> EXERCISE: Copy out every line of the material below that contains the string "lokmasi".

· · · ·

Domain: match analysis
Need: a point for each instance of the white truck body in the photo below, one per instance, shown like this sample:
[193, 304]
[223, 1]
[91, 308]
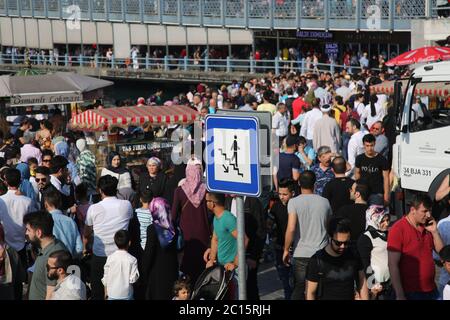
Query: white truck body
[421, 158]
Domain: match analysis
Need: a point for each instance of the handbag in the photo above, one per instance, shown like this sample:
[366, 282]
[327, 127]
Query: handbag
[180, 237]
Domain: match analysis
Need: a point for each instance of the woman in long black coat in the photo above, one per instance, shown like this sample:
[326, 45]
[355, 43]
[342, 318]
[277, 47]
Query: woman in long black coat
[159, 261]
[153, 179]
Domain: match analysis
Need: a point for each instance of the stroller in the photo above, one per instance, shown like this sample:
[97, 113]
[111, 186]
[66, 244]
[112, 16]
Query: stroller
[212, 284]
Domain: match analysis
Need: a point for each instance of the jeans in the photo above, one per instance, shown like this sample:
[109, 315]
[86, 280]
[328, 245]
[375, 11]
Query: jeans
[252, 283]
[433, 295]
[98, 291]
[376, 199]
[285, 273]
[300, 265]
[345, 140]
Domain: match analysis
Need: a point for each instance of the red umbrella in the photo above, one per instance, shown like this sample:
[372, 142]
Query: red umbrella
[420, 55]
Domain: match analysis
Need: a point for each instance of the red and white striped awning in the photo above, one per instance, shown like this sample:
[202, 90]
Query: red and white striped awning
[424, 89]
[102, 119]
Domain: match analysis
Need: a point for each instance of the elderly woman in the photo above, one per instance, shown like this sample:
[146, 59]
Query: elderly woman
[153, 179]
[372, 248]
[322, 170]
[159, 260]
[117, 169]
[190, 211]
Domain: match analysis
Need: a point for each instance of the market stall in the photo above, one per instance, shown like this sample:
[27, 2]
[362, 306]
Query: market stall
[36, 91]
[121, 130]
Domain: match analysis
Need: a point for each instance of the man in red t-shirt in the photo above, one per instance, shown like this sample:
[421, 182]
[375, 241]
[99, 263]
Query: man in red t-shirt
[411, 242]
[299, 105]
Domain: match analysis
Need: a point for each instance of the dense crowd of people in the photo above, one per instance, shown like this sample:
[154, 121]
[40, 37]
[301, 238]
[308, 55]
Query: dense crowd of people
[152, 235]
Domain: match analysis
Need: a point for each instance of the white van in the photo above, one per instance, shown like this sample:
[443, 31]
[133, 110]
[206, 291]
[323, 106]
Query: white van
[421, 153]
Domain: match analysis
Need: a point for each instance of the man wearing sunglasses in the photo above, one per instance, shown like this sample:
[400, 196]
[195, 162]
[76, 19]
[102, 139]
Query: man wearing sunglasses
[69, 286]
[39, 231]
[333, 272]
[382, 143]
[47, 156]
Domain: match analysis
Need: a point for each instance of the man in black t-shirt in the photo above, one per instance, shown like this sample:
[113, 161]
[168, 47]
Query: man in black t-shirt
[333, 272]
[337, 191]
[279, 214]
[289, 164]
[373, 168]
[18, 135]
[356, 212]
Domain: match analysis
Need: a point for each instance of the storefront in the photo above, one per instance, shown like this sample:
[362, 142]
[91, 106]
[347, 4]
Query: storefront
[121, 130]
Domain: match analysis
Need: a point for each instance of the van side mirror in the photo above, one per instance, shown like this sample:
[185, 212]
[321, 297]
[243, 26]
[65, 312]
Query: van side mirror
[405, 129]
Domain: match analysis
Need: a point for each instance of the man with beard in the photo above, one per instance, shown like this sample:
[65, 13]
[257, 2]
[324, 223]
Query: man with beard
[356, 212]
[334, 271]
[42, 180]
[13, 208]
[39, 231]
[69, 286]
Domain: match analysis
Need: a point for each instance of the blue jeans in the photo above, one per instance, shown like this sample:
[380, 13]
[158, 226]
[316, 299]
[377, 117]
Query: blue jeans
[285, 273]
[433, 295]
[376, 198]
[345, 140]
[300, 265]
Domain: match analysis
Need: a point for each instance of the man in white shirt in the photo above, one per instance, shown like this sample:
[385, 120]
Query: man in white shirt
[104, 219]
[59, 179]
[13, 208]
[280, 121]
[121, 270]
[344, 91]
[69, 286]
[359, 105]
[309, 122]
[355, 145]
[364, 62]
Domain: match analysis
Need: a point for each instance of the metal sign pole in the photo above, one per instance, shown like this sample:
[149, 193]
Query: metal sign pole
[242, 269]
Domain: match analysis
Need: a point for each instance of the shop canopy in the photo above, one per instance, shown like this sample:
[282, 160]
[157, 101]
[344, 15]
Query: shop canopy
[55, 88]
[432, 89]
[420, 55]
[106, 118]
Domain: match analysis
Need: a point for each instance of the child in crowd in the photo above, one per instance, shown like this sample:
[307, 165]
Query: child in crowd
[32, 164]
[121, 270]
[279, 214]
[445, 258]
[182, 289]
[144, 216]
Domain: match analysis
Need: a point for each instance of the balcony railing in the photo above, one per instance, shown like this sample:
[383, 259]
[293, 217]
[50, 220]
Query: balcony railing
[168, 63]
[281, 14]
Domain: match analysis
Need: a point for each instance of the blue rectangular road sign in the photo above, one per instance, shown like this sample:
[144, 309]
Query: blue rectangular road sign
[232, 161]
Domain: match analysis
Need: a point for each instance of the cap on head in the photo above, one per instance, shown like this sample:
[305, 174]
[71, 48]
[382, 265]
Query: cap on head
[325, 108]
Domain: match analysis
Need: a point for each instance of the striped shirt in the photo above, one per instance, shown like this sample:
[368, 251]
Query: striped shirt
[145, 219]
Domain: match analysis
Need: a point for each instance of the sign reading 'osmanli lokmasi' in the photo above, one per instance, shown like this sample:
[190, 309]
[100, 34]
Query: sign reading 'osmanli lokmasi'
[22, 100]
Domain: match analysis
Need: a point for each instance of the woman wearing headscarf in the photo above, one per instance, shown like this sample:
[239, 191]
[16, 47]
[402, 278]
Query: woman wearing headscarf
[153, 179]
[117, 169]
[86, 167]
[372, 248]
[62, 149]
[26, 188]
[159, 261]
[190, 211]
[12, 273]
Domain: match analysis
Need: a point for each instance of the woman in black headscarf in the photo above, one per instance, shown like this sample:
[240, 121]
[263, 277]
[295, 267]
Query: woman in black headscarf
[153, 179]
[117, 169]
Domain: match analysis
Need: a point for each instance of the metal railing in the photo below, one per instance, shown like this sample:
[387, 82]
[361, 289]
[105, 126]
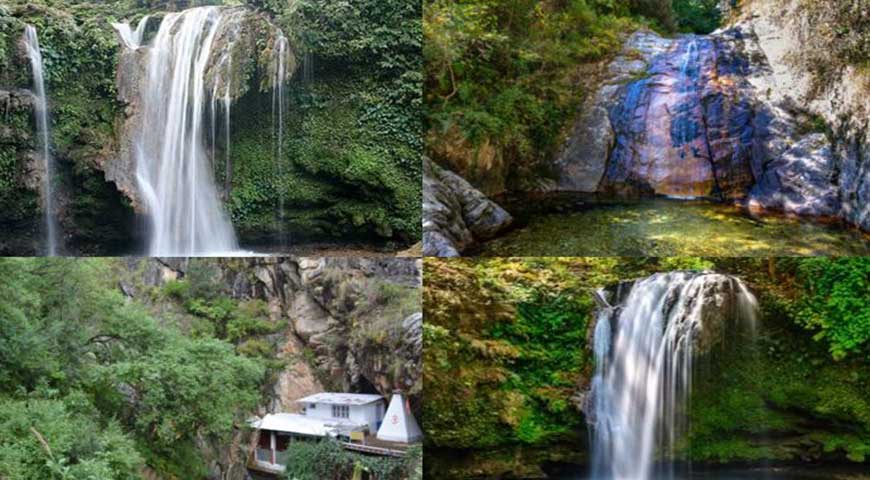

· · · ·

> RESPONSE BELOW:
Need: a point for each instance of the sign reading 'osmanli lokmasi' in the photo above, one per instance, shown like this sample:
Query: sign reading 'osmanli lokmasi'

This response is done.